## WORK TO COMPLETE
Type out the listing again, exactly, with every line included.

## RECORDS FOR THE TASK
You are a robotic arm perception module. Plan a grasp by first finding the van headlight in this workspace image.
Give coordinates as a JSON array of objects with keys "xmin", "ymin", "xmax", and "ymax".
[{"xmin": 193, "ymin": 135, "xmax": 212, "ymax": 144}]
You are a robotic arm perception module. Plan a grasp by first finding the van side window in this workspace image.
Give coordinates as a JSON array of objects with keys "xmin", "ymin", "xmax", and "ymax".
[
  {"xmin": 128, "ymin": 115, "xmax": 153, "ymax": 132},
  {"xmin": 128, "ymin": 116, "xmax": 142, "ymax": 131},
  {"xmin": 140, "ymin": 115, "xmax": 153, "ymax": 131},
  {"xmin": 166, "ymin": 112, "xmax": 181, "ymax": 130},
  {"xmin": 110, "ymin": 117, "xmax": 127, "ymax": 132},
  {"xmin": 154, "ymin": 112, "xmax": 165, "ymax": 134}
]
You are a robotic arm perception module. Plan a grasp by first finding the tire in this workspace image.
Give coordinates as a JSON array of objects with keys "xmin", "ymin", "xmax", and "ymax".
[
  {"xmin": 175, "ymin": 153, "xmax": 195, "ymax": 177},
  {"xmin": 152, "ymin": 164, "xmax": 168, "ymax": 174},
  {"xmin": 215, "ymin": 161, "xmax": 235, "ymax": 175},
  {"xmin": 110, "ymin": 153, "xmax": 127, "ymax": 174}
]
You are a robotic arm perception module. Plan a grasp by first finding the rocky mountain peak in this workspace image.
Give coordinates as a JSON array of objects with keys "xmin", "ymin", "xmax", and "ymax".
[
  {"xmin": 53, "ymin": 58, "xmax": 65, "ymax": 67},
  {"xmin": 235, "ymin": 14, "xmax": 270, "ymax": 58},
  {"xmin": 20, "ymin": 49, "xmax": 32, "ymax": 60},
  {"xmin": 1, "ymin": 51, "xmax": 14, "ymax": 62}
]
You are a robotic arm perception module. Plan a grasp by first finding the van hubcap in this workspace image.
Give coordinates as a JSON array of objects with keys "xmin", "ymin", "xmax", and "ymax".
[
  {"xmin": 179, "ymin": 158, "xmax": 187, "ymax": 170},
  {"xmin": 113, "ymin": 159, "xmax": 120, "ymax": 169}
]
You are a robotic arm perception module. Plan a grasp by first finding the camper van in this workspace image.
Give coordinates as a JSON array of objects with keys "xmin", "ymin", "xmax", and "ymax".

## COMPLETED TASK
You are a robotic arm perception module. Plan a grasp by first finding the van headlight in this workspace image.
Give coordinates as a JSON array of objects with keys "xmin", "ymin", "xmax", and "ymax".
[{"xmin": 193, "ymin": 135, "xmax": 212, "ymax": 144}]
You are a robotic arm perception module. Plan a grasp by first finding the van side window in this workspace image.
Give coordinates as a JSON array of objects with keys "xmin", "ymin", "xmax", and "ymax".
[
  {"xmin": 128, "ymin": 115, "xmax": 153, "ymax": 132},
  {"xmin": 128, "ymin": 116, "xmax": 142, "ymax": 131},
  {"xmin": 140, "ymin": 115, "xmax": 153, "ymax": 131},
  {"xmin": 166, "ymin": 112, "xmax": 181, "ymax": 130},
  {"xmin": 110, "ymin": 117, "xmax": 127, "ymax": 132},
  {"xmin": 154, "ymin": 112, "xmax": 165, "ymax": 134}
]
You are a robotic arm perception module. Plan a grasp by first finding the tire in this workspace image.
Give coordinates as a JSON array of objects with keys "xmin", "ymin", "xmax", and "ymax".
[
  {"xmin": 175, "ymin": 153, "xmax": 195, "ymax": 177},
  {"xmin": 152, "ymin": 164, "xmax": 168, "ymax": 174},
  {"xmin": 215, "ymin": 161, "xmax": 235, "ymax": 175},
  {"xmin": 110, "ymin": 153, "xmax": 127, "ymax": 174}
]
You are a robotic arm perception module. Plan a grasp by first finding the rocky mountain peak in this workspace image.
Give coordinates as a JSON array of objects with keys "xmin", "ymin", "xmax", and "ymax".
[
  {"xmin": 53, "ymin": 58, "xmax": 65, "ymax": 67},
  {"xmin": 235, "ymin": 14, "xmax": 270, "ymax": 58},
  {"xmin": 20, "ymin": 49, "xmax": 32, "ymax": 60},
  {"xmin": 1, "ymin": 51, "xmax": 14, "ymax": 62}
]
You are a robotic arm perception module. Plan a grasp by first finding the van hubcap in this workspace image.
Give coordinates as a JSON array of objects with keys "xmin", "ymin", "xmax", and "ymax".
[
  {"xmin": 179, "ymin": 158, "xmax": 187, "ymax": 170},
  {"xmin": 113, "ymin": 159, "xmax": 120, "ymax": 169}
]
You are a robotic arm perception module. Plan a grasp by first finding the camper van in this workspace image.
Give coordinates as a JSON array of objects with keys "xmin", "ymin", "xmax", and "ymax".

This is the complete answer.